§ **Entries drawn from a collection**:
○ ○ ○ ○
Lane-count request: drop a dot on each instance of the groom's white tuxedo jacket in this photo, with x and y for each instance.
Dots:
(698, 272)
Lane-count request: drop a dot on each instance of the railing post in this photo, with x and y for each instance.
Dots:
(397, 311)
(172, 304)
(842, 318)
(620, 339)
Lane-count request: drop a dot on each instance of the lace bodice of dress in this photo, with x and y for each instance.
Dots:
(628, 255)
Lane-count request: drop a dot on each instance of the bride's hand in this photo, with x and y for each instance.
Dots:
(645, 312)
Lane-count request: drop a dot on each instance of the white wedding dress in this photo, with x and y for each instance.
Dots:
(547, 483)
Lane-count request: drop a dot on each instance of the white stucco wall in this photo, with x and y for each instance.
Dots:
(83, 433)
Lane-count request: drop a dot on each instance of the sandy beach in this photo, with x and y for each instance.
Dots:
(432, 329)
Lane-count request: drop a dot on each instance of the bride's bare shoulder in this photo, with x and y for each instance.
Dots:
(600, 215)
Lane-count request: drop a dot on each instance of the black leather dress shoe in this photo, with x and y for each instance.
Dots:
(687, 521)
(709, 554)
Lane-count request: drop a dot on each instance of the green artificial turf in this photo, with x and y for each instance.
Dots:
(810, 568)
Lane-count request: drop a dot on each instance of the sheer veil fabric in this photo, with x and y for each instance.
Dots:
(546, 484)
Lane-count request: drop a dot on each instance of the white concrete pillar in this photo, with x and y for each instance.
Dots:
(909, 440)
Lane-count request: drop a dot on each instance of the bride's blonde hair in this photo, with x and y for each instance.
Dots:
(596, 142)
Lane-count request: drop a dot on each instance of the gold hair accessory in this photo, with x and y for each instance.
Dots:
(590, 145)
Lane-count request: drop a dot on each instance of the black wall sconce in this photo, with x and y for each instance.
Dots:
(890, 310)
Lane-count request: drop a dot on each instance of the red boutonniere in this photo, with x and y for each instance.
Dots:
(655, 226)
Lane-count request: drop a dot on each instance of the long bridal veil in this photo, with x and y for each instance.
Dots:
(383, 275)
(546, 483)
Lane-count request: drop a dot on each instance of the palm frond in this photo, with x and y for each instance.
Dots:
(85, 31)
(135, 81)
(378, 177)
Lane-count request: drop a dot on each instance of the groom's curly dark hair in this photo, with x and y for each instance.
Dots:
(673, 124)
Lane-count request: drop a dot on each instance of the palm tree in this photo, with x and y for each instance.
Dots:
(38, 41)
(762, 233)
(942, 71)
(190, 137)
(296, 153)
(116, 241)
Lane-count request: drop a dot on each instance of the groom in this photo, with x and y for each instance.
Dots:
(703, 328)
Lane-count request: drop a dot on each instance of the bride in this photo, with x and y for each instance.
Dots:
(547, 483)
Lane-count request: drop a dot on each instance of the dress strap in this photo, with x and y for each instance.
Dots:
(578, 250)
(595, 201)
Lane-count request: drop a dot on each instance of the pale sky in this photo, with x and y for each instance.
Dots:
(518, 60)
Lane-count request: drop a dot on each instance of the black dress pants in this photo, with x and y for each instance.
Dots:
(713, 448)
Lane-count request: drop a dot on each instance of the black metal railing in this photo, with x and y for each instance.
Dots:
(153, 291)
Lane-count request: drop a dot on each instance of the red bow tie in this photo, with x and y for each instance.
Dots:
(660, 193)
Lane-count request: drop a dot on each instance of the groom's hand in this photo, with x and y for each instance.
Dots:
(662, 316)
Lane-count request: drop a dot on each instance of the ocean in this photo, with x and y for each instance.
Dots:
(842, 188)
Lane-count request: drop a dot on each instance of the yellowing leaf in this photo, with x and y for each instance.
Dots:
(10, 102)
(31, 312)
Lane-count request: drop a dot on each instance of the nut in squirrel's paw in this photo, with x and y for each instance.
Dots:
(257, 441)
○ ○ ○ ○
§ **Your instructions**: Print every one of the lines above verbatim, from the first through the last.

§ **Response to the task**:
Lane-count request: drop a dot on each instance of the groom's white tuxedo jacket in this photo, with x and y for each instance.
Dots:
(698, 272)
Lane-count request: drop a dot on each instance of the railing post in this photo, with x and y for each instance.
Dots:
(397, 311)
(172, 304)
(842, 318)
(620, 339)
Lane-count request: drop a dot on each instance of the lace bodice of dress in this photo, with x and y for each instance.
Dots:
(628, 255)
Lane-count request: drop a dot on each instance of the bride's hand in this photo, with x and y for each instance.
Dots:
(645, 312)
Lane-count request: drop a dot on each instance of the white wedding dress in this photo, with x and y for each instance.
Dots:
(547, 483)
Lane-count request: drop a dot on each instance of the white stucco wall in this photo, with x and y for each instance.
Dots:
(83, 433)
Lane-count request: drop a dot on each instance of the sandy beach in this photo, with x and y for each instance.
Dots:
(432, 329)
Lane-count request: drop a dot on each instance of the bride's bare shoulder in this photo, with x and y for each instance.
Dots:
(600, 215)
Lane-count request: drop a dot on each instance of the black leather dress shoe in this photo, with x and y for each instance.
Dots:
(687, 521)
(709, 554)
Lane-count request: drop a dot on each instance of the green artificial turf in this photo, with x and y for each instance.
Dots:
(810, 568)
Lane-count request: drop a dot on each instance of the sheer veil fabric in this photo, with x and y for each instance.
Dots:
(546, 484)
Lane-count request: drop a dot on each instance of the white concrete pillar in this photo, with x and y for each instance.
Dots:
(909, 440)
Lane-count request: drop a dot on each instance of the bride's blonde hair in this photo, with x and y for each instance.
Dots:
(596, 142)
Lane-count request: drop a dot on each instance of the gold hair accessory in this photo, with x and y for each instance.
Dots:
(590, 145)
Lane-count request: drop a dot on each instance of the black wall sconce in this photo, with x and y for each instance.
Dots:
(890, 310)
Lane-count request: drop a dot on each instance of the red boutonniere in this photo, with x and y for each instance.
Dots:
(655, 226)
Lane-count request: drop a dot on each instance of the long bridal veil in this photo, with x and y for each instance.
Dots:
(383, 275)
(546, 483)
Lane-count request: drop a dot on each instance of the palm frond in this photo, with x and y for each instance.
Dots:
(85, 31)
(135, 81)
(378, 177)
Lane-count request: drop a dot on each instance of the groom's curly dark hair in this photo, with x and y for each instance.
Dots:
(673, 124)
Lane-count request: drop a dot on each instance of the palm tree in this photo, with x and y for each instance.
Dots:
(38, 41)
(762, 233)
(942, 71)
(190, 137)
(296, 153)
(116, 241)
Lane-count request: drop a dot on each instance of the groom in this photo, with x and y for each instance.
Dots:
(703, 328)
Lane-count request: drop a dot on each instance of the bride in this photo, with x and y for each instance.
Dots:
(547, 483)
Lane-count request: drop a dot on each instance of the dress strap in this photo, with x and y for each instance.
Dots:
(578, 250)
(595, 201)
Lane-count request: drop a dot on each instance of the pale sky in this photo, with x and y for each instance.
Dots:
(518, 60)
Lane-count request: drop a dot on each instance of the black dress pants in this photo, with x and y for each instance.
Dots:
(713, 448)
Lane-count request: drop a dot on each instance of the black metal railing in this photo, with x and y for each instance.
Dots:
(153, 291)
Lane-count request: drop a dot on each instance of the red bow tie in this photo, with x and y for each instance.
Dots:
(660, 193)
Lane-count request: drop a dot on each instance of the groom's hand in this photo, with x and y for each instance.
Dots:
(662, 316)
Lane-count request: drop a dot on each instance of the ocean in this photo, with x and y for each instance.
Dots:
(842, 188)
Lane-count request: drop a dot on each instance of the yellowing leaf in this photo, with x and y for each instance.
Dots:
(10, 102)
(31, 312)
Lane-count request: drop a dot on each instance of the nut in squirrel's paw in this photo, with x and y for each instance.
Dots:
(257, 441)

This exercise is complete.